### TEXTO PARA LEER
#####
¿Los pactos o negociaciones con cárteles son un camino para la paz?
Las marcas del dolor nunca van desaparecer, pero la verdad, la justicia, la reparación, la paz, harán posible transitar del dolor hacia una vida con dignidad.
A estas alturas del camino, mejor dicho, del sexenio, el compromiso de la autodenominada cuarta transformación de “pacificar” al país, proveer justicia a las víctimas de graves violaciones a derechos humanos y acabar con la impunidad no sólo ha quedado diluido, sino que ha tomado un giro inesperado. Desde el Estado se ha optado por negar y minimizar la problemática de desaparición de personas en México. La falta de certeza sobre dónde están y qué pasó con las personas desaparecidas se profundiza aceleradamente mientras el camino para encontrarles se ha vuelto difuso, pues aunque se ha creado institucionalidad y mecanismos para atender esta problemática, han sido poco efectivos e insuficientes.
#####
Entradas para etiquetar la posición de objetos
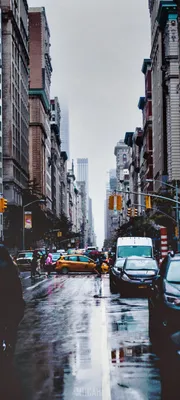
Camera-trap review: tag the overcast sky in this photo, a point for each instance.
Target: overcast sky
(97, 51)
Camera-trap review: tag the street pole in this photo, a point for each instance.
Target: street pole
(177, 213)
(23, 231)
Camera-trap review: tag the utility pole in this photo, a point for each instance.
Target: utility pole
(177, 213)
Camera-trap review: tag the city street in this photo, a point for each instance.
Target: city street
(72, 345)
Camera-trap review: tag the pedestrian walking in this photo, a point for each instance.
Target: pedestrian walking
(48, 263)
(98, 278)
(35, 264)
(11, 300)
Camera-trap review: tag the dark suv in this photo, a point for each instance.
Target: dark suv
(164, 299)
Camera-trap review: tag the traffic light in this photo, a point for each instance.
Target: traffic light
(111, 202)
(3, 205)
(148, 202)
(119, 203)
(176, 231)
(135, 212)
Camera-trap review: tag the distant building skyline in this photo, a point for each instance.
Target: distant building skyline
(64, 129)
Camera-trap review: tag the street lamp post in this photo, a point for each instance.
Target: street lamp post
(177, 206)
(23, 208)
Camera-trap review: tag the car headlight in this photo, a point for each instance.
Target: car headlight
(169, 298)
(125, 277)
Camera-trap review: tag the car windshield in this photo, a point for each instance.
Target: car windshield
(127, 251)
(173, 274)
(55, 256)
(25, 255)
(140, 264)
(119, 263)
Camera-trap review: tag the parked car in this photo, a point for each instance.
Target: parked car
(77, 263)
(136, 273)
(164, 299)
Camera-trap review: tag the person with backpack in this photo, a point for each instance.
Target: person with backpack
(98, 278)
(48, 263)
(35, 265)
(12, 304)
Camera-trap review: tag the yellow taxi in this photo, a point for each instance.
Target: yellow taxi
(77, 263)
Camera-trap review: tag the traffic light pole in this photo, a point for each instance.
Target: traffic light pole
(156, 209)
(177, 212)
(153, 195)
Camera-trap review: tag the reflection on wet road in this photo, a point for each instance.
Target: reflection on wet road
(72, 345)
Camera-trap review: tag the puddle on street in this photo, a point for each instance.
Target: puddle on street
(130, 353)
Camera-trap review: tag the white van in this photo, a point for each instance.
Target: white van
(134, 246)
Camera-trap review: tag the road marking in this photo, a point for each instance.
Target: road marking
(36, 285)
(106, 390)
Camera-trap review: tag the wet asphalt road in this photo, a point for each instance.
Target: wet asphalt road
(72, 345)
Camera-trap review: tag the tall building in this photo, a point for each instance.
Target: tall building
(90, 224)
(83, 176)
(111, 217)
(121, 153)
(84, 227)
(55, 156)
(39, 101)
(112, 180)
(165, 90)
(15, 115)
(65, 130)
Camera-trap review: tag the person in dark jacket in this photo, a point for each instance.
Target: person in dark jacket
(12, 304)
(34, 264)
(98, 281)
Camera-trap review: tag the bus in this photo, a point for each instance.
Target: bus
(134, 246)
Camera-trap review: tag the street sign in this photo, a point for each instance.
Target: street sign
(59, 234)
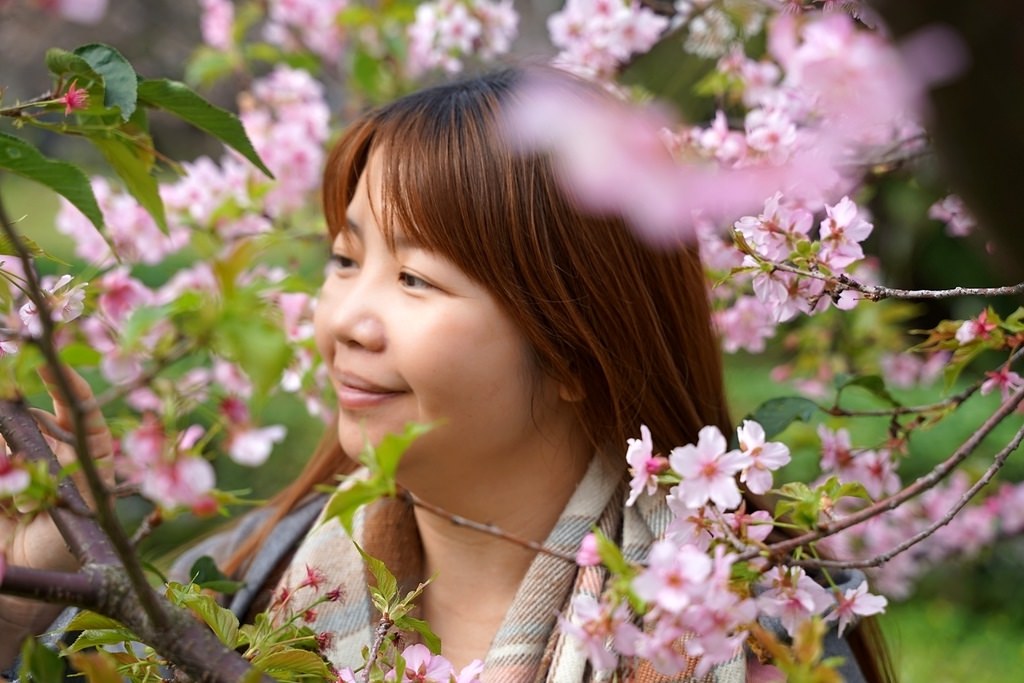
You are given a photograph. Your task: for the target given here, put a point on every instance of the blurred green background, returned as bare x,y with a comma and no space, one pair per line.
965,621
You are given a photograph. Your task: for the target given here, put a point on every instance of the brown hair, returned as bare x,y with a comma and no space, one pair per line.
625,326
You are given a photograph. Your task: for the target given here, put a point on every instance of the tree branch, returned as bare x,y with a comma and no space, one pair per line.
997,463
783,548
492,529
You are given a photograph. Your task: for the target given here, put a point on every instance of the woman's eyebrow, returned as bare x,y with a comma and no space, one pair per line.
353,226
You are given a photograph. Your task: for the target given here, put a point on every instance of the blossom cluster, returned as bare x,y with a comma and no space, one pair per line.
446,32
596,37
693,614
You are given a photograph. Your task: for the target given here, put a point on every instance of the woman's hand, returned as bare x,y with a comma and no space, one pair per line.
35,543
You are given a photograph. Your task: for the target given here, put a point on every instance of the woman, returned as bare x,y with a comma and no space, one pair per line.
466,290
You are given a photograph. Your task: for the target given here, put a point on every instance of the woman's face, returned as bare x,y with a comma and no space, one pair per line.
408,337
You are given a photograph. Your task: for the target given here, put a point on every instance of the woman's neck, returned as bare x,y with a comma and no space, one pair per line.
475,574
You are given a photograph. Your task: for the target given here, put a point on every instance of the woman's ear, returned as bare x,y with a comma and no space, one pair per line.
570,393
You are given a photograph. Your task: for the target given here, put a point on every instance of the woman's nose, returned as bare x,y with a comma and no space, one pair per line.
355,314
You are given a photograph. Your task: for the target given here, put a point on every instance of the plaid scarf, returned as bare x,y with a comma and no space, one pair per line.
#####
### ENUNCIADO 1
Según el texto sobre los pactos con cárteles, ¿qué ha optado por hacer el Estado ante la desaparición de personas en México?
### ENUNCIADO 2
Copia tal cual del texto sobre los pactos con cárteles el fragmento que va de "Las marcas del" a "efectivos e insuficientes.".
### ENUNCIADO 3
Sigue escribiendo el texto sobre los pactos con cárteles a partir de donde termina.

### RESPUESTA 1
Negar y minimizar la problemática de desaparición de personas en México.

### RESPUESTA 2
Las marcas del dolor nunca van desaparecer, pero la verdad, la justicia, la reparación, la paz, harán posible transitar del dolor hacia una vida con dignidad.
A estas alturas del camino, mejor dicho, del sexenio, el compromiso de la autodenominada cuarta transformación de “pacificar” al país, proveer justicia a las víctimas de graves violaciones a derechos humanos y acabar con la impunidad no sólo ha quedado diluido, sino que ha tomado un giro inesperado. Desde el Estado se ha optado por negar y minimizar la problemática de desaparición de personas en México. La falta de certeza sobre dónde están y qué pasó con las personas desaparecidas se profundiza aceleradamente mientras el camino para encontrarles se ha vuelto difuso, pues aunque se ha creado institucionalidad y mecanismos para atender esta problemática, han sido poco efectivos e insuficientes.

### RESPUESTA 3
Desde 2018, la propuesta de Andrés Manuel López Obrador sobre cambiar el paradigma de seguridad pública y darle paso a la construcción de paz a través de la adopción de modelos de justicia transicional sonaba razonable, sobre todo para las familias y colectivos que están buscando desde hace más de veinte años. Su narrativa nos sedujo y creó altas expectativas sobre lo que pudo ser en términos de detener la violencia, las desapariciones y resolver los temas que en sexenios pasados no se atendieron. Sin embargo, esas expectativas se esfumaron luego de ver cómo la propuesta de paz que se implementó está cimentada bajo una lógica securitaria. Es decir, el proyecto está atado a la continuidad en la estrategia de militarización del país. Así, el proceso de “pacificación” se aborda desde una perspectiva de seguridad y no desde un enfoque de derechos humanos.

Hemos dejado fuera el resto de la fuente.